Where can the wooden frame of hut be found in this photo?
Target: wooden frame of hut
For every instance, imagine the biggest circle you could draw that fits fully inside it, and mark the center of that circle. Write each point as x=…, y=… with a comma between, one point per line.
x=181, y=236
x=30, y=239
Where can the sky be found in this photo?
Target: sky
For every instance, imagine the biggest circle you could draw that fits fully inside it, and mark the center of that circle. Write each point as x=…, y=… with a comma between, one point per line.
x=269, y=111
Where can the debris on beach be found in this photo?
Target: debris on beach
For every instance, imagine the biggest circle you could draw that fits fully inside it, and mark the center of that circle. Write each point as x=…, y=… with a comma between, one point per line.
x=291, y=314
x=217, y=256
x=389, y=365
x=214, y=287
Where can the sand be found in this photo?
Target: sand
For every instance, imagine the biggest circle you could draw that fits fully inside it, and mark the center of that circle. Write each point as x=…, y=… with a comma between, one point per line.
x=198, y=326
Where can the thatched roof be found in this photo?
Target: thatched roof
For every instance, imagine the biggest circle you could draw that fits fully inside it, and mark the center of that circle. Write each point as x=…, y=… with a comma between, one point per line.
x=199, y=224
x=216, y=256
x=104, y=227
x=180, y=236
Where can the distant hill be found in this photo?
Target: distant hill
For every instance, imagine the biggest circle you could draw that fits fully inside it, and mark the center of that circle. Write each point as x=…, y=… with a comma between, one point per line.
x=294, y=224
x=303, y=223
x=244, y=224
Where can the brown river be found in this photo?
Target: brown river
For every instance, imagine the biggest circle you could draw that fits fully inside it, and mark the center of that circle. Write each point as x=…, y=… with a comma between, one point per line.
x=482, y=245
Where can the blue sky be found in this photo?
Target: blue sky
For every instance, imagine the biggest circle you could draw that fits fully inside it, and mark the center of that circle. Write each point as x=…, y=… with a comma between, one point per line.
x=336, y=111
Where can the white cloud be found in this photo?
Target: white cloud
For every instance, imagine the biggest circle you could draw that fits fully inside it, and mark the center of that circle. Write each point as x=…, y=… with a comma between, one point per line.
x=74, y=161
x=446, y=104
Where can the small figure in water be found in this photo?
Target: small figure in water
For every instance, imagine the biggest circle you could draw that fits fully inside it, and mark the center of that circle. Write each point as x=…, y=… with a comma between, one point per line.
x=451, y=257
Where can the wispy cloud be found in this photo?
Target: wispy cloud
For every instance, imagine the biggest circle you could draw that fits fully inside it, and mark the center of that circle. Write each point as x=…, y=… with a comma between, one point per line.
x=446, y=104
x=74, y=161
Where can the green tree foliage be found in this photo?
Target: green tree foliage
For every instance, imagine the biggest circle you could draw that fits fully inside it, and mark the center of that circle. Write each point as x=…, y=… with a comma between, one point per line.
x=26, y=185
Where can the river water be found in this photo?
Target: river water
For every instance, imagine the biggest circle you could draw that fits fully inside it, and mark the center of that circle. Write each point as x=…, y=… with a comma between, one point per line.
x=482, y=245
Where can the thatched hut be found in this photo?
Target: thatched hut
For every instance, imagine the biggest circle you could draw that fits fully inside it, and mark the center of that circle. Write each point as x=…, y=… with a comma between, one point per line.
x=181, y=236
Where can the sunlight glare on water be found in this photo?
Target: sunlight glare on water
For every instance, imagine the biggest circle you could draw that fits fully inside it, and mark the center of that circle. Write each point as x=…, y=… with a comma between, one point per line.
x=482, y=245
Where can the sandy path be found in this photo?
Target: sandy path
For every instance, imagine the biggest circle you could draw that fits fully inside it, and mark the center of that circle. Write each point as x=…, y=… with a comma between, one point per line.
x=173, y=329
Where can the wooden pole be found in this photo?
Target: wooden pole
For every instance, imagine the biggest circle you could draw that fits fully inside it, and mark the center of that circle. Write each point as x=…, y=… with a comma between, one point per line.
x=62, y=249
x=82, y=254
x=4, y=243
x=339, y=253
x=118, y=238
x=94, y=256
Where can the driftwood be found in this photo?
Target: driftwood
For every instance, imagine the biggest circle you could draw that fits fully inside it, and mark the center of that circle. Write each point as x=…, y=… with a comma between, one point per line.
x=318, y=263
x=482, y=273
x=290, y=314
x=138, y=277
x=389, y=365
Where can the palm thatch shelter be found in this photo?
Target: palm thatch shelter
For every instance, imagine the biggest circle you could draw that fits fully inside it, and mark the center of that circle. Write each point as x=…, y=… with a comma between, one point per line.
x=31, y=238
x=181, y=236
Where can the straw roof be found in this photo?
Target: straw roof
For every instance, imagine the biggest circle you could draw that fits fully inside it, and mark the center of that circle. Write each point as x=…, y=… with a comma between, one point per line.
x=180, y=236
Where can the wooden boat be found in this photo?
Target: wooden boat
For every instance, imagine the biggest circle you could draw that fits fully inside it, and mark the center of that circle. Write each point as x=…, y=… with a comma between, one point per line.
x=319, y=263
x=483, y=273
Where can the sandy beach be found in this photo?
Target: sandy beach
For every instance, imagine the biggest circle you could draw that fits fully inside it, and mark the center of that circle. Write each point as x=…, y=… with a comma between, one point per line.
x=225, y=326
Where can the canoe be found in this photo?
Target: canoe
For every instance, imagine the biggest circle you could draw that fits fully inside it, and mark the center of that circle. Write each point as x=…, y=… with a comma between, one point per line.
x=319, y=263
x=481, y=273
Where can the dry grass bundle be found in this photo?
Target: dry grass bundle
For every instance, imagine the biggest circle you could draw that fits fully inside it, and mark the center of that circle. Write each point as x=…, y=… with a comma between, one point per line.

▸ Aim of the exercise
Output, exactly and in full, the lines from the start of the entries above through the line that contains "Target: sky".

▸ Written solution
Where can the wooden frame of hut be found in this photo?
Target: wooden frame of hut
For every instance, imagine the biggest circle you could draw that fits fully inside it, and mark the center of that circle. Write each point as x=…, y=… with a comma between, one point per line.
x=181, y=236
x=30, y=239
Where can the sky be found in this photo?
Target: sky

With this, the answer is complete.